I had an energetic "spinout" up there, walked about 20 yards and had to sit down to maintain my balance. Or so I believed anyway. Not really sure about that now. I am really susceptible to dramatic and high vistas, but I was experiencing here for the first time some distinct difference between my fear of heights and a peculiarly strong energy that seems associated with the rock. Mountain Girl continued walking out on the rock and just as she disappeared below the rock horizon, she turned to me and said, "Just so you know, the energy coming off this rock is really fucking with my body, too. Never be ashamed of where you stop."

Later, we went to find the grove of sequoias where I scattered my brother's ashes. We found it, hiked to a nearby collection of granite boulders, took some rest and had some snacks. I did some drawings there, took some pictures. And when Mountain Girl wandered off to go explore a fallen sequoia, I went back down to the grove and did a little ritual there, planting a giant sequoia seed in the center of the grove.

The next day, I visited with one of my closest buddies from the newspaper, God Eye. He's working for another metro paper in the region, and after having lunch with his family (his wife also a former co-worker and friend of mine from before they were married), God Eye submitted to an interview with me as part of my research for the book. He was incredibly forthright and helpful.

That night, Morocco and I went swimming at SBR's house, then returned to his house to watch a movie with the Gay Godfathers. Turns out Lucy Ricardo starred in the movie as a nasty but stylish and effeminate drug kingpin who gets murdered in the end. They did not tell me Lucy was in the film, and the lighting and sound was so poor that it took me a while to recognize him. Little faux pas on my part. Should recognize one of my dearest old friends in a movie when he's not wearing any disguises! (Thank goodness I hadn't been wearing my glasses. It was easier to recognize him once I put them on....)

Thursday, Mountain Girl and I head back up to the mountains, this time going to the Grant Grove and some other locations in Kings Canyon National Park. We spend some time together on her secret rock, from which we spy on visitors to the Grant Tree. The last time either of us visited this rock was the last day we hung out together before I moved away. I still remember what I told her then: Fall in love sometime. She had replied, "I fall in love all the time."
──────────────────────────────
### [EXERCISE REQUIREMENTS]
1. Please rewrite the travel account from "That night, Morocco" to "put them on....)", with "swimming" changed to "hiking".
2. Carry the travel account forward from its final sentence.
──────────────────────────────
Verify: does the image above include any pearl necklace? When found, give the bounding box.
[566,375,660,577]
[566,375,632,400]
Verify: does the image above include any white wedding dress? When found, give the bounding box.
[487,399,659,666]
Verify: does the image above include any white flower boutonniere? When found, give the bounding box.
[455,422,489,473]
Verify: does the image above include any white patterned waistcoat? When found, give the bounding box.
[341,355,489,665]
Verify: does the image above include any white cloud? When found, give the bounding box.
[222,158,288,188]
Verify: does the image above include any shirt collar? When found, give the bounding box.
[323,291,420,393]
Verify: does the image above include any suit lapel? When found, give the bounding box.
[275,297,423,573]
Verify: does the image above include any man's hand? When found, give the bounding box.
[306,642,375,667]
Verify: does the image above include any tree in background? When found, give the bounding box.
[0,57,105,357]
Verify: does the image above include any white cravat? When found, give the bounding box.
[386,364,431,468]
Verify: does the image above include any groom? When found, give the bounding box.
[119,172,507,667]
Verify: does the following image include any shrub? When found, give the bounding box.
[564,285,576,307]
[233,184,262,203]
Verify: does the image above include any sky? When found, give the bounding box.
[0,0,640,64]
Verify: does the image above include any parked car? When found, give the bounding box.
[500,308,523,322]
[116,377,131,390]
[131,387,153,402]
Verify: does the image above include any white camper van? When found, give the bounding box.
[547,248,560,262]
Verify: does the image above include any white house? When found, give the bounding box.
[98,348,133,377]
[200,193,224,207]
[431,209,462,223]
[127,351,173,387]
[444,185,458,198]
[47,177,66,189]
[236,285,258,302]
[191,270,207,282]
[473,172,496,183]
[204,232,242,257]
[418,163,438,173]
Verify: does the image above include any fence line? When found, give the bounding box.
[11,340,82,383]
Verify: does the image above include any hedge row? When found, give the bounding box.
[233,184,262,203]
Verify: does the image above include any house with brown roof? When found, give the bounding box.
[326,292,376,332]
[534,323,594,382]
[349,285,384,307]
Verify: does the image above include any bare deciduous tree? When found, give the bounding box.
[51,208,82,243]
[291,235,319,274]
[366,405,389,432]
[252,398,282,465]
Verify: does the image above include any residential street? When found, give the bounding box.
──────────────────────────────
### [ANSWERS PROVIDED]
1.
That night, Morocco and I went hiking at SBR's house, then returned to his house to watch a movie with the Gay Godfathers. Turns out Lucy Ricardo starred in the movie as a nasty but stylish and effeminate drug kingpin who gets murdered in the end. They did not tell me Lucy was in the film, and the lighting and sound was so poor that it took me a while to recognize him. Little faux pas on my part. Should recognize one of my dearest old friends in a movie when he's not wearing any disguises! (Thank goodness I hadn't been wearing my glasses. It was easier to recognize him once I put them on....)

2.
This time, I chose the occasion of our visit to this spot to talk to her about a scene in my book and to tell her how much the times we hiked in the woods, snowshoed through the valleys, hung out on some rock somewhere in some season or other... about how through all of that with her, she had been my most notable teacher when it came to enjoying nature, my natural passion for it notwithstanding. From you, MG, I learned that exquisite environments are best enjoyed with exquisite foods, I told her. You pointed out that it is no more difficult to pack in a bottle of wine than a water bottle, no heavier to bring cambonzola cheese and apples than string cheese and apples.

There were many other lessons from her, too, but that was the one I wanted to mention as we polished off the sandwiches I brought from the old coffeehouse.

As we're driving down the mountain, heading back to town, we talk again for a moment about MG's roommate. Let's call her Love For Passion (LFP), as is her nickname in certain circles. I mention something -- which I will not repeat here -- regarding LFP's amazing capacity for passionate sex, as I recall it. Mountain Girl says nothing in reply. I guess this is just the way we communicate about her best friend: One of us makes a comment, and the other says nothing.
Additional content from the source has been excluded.